- _Explore the material_
a - Answer these questions from the article on mortgage underwriting rules:
(i) Which three agencies does the article say create over 80% of U.S. mortgage loans each year?
(ii) Besides two years of tax returns, what report must self-employed borrowers now include?
(iii) How many months of business bank statements go with an unaudited, signed profit and loss report?
b - Rewrite a part of the mortgage article, switching "discrepancies" to "differences". Begin at the words "For this reason, borrowers" and stop after "be factored in.".

- _Excerpt provided_

|---|

Mortgage Rates Are Great, But Some Underwriting Rules Are Getting Tougher
In the latest mortgage lending response to COVID-19
Fannie Mae and Freddie Mac have issued temporary lender guidelines for self-employed borrowers seeking a mortgage loan. What are these new guidelines, and how might they impact potential purchasers (or refinancers) who are self-employed?
Fannie Mae, (FNMA) Freddie Mac (FHLMC) and Ginnie Mae (GNMA) are the three quasi-government agencies directly responsible for creating over 80% of the mortgage loans made each year in the United States. FNMA and FHLMC have issued several new guidelines since the beginning of the pandemic. One of the largest changes within those guidelines applies to self-employed borrowers, who now must provide additional documentation beyond the standard two years of individual and business tax returns. Specifically, self-employed borrowers must include a year to date profit and loss report documenting business revenue, expenses, and net income. While an audited profit and loss report is ideal, many small business owners may not be able to easily or immediately obtain such a report.
For this reason, borrowers also have the option to submit an unaudited, signed copy of a profit and loss report along with 12 most recent months of business bank statements. If the borrower does not have a separate business account for their company this is not an issue, so long as they are able to provide personal bank statements that evidence business deposits and expenses. The lender will compare the bank statement information to the profit and loss sheet and may potentially ask for additional information if there appear to be discrepancies between the two. If the lender is still unable to reconcile any inconsistencies, the borrower’s self-employed income will not be permitted to be factored in.

|---|

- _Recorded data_
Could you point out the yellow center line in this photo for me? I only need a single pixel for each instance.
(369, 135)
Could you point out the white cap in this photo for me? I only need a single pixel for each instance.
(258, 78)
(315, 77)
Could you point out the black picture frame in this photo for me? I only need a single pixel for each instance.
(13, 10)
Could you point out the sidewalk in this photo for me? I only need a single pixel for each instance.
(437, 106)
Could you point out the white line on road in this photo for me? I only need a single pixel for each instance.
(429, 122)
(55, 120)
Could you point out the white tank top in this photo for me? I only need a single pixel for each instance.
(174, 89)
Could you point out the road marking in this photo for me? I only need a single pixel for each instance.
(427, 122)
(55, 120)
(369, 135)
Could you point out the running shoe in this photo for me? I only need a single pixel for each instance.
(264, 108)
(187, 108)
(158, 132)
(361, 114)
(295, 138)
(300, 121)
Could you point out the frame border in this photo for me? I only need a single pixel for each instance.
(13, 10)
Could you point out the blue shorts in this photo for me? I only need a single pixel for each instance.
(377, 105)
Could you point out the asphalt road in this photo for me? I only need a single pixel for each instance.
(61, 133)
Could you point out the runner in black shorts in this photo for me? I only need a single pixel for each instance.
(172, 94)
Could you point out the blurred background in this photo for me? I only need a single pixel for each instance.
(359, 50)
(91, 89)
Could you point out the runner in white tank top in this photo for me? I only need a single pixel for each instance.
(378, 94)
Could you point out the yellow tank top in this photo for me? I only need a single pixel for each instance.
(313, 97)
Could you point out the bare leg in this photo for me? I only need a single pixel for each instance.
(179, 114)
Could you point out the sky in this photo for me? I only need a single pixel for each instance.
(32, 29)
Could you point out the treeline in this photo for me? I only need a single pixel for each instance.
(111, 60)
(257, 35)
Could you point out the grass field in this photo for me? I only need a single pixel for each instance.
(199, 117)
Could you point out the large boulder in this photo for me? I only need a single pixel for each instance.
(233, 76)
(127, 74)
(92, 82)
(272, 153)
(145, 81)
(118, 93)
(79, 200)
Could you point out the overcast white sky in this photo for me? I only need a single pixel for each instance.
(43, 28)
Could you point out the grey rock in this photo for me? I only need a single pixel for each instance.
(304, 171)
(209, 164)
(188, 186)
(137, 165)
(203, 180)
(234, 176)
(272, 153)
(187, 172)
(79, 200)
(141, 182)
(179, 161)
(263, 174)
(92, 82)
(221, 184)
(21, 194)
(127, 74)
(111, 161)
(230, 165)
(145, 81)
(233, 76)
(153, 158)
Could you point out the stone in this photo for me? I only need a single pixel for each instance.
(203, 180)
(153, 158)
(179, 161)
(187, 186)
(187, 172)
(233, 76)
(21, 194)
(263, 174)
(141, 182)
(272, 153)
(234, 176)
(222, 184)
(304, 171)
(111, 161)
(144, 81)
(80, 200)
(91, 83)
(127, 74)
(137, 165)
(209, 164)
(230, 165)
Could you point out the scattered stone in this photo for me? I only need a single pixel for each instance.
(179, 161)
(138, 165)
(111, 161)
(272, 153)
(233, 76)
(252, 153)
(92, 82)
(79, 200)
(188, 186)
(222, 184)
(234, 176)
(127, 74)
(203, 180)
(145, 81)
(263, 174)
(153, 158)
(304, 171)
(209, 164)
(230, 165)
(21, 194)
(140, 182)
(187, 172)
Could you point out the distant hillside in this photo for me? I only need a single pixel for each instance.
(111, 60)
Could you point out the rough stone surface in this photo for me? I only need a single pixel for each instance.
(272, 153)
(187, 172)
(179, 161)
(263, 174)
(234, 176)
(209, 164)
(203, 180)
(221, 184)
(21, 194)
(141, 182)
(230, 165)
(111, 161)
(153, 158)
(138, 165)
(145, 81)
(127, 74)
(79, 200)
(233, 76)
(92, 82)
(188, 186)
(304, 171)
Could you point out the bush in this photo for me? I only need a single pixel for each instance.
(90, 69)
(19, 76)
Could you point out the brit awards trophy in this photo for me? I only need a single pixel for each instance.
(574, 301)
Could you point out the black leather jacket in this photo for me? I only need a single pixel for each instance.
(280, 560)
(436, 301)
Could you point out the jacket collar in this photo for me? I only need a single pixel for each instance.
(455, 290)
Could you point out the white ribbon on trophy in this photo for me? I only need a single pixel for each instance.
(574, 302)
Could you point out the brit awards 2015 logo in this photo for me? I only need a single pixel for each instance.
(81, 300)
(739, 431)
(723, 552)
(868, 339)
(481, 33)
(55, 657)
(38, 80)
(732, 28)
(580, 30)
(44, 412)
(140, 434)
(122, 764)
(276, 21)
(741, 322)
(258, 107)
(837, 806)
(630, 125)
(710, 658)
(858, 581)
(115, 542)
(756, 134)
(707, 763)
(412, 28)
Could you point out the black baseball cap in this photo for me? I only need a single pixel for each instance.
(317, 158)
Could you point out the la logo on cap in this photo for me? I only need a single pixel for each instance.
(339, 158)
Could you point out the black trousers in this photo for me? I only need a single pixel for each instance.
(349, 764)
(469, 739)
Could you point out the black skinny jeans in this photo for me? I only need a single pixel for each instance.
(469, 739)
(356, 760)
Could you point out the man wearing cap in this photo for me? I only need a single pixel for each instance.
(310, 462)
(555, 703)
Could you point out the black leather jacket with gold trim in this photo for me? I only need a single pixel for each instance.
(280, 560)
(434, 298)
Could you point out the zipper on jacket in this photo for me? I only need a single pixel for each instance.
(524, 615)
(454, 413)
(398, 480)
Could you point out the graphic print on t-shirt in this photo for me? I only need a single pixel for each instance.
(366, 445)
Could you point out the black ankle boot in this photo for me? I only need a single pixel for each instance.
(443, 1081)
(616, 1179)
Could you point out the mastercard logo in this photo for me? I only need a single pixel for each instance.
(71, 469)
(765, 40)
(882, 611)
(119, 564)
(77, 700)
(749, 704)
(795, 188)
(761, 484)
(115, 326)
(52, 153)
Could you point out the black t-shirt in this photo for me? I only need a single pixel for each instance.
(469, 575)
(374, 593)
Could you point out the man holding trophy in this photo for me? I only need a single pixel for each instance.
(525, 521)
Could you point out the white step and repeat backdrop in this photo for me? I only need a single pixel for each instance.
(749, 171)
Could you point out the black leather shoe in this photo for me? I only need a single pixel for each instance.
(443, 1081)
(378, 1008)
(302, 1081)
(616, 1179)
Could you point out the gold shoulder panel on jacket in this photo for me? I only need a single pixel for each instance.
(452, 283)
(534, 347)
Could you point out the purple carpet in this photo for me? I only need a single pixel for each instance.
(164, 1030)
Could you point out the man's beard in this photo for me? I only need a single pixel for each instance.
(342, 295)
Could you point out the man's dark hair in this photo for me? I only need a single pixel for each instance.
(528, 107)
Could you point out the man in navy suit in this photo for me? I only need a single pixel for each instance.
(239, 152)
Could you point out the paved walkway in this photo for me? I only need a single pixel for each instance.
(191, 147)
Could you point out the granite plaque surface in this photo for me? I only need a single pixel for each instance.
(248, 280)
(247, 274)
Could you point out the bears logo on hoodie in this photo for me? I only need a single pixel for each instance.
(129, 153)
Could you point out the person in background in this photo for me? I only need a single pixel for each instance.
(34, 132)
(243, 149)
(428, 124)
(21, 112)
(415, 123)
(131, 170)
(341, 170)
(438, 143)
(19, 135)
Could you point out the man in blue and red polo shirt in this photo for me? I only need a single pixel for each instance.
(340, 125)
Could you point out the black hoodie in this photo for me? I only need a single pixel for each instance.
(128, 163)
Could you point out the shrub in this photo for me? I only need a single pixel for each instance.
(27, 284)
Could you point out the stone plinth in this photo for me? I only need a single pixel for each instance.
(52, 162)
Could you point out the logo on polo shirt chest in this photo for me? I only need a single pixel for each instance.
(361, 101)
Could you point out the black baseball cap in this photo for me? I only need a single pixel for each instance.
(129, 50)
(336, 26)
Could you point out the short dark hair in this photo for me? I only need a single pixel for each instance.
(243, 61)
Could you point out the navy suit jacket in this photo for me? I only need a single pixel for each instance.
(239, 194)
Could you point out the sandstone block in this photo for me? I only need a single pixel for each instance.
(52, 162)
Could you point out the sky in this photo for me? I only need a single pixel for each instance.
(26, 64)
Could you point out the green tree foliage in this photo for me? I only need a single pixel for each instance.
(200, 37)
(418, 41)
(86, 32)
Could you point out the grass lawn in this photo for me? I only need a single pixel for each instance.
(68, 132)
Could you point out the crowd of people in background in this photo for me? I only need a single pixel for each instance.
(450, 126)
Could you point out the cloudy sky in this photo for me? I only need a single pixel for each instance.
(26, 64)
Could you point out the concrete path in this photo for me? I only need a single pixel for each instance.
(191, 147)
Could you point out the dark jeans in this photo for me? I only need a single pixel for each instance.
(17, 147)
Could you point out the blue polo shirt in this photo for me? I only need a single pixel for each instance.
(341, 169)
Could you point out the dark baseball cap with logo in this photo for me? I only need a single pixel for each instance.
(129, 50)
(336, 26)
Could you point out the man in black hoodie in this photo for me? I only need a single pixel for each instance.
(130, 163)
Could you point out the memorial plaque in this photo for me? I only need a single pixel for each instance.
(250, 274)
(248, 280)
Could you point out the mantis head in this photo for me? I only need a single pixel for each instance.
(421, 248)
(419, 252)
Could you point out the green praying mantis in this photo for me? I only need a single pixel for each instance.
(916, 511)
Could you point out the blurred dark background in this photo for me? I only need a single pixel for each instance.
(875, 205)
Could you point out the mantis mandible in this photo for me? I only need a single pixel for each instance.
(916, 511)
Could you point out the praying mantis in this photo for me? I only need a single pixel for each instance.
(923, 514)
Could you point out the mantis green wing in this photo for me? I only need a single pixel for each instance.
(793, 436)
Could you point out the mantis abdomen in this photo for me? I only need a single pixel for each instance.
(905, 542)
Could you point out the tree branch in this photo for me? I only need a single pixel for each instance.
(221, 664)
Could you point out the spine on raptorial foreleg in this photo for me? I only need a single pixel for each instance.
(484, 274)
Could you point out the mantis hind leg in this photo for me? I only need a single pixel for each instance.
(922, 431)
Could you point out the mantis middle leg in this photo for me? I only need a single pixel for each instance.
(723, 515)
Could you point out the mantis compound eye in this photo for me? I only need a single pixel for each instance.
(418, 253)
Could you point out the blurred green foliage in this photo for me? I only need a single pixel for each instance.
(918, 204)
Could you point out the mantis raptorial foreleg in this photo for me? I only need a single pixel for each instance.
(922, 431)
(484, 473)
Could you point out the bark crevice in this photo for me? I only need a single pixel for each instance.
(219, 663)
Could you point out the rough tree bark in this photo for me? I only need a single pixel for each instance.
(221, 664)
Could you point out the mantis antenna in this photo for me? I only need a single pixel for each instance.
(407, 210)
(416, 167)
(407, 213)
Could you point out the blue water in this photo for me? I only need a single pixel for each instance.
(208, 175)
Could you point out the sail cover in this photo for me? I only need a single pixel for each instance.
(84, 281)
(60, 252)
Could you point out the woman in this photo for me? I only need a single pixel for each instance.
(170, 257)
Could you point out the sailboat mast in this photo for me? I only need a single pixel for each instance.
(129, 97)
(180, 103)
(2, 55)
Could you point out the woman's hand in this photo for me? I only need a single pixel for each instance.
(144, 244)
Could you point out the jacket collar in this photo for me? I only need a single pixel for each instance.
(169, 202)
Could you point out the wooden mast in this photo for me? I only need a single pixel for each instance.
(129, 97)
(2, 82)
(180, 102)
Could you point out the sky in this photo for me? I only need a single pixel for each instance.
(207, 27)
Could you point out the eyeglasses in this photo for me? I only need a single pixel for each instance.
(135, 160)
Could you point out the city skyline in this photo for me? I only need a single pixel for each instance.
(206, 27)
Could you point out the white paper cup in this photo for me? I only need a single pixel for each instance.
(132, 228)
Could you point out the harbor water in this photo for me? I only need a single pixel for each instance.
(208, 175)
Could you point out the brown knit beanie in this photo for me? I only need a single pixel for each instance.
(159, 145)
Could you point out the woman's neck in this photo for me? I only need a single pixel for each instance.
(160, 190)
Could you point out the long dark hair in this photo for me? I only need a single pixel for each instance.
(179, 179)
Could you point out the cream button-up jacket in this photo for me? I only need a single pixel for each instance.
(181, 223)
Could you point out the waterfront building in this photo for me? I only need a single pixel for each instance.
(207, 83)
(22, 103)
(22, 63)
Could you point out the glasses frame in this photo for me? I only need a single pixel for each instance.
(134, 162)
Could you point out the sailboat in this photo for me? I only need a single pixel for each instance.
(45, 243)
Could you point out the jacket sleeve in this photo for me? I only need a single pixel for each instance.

|---|

- _Solutions per task_
a -
(i) Fannie Mae (FNMA), Freddie Mac (FHLMC) and Ginnie Mae (GNMA).
(ii) A year-to-date profit and loss report documenting business revenue, expenses, and net income.
(iii) The 12 most recent months.

b -
For this reason, borrowers also have the option to submit an unaudited, signed copy of a profit and loss report along with 12 most recent months of business bank statements. If the borrower does not have a separate business account for their company this is not an issue, so long as they are able to provide personal bank statements that evidence business deposits and expenses. The lender will compare the bank statement information to the profit and loss sheet and may potentially ask for additional information if there appear to be differences between the two. If the lender is still unable to reconcile any inconsistencies, the borrower’s self-employed income will not be permitted to be factored in.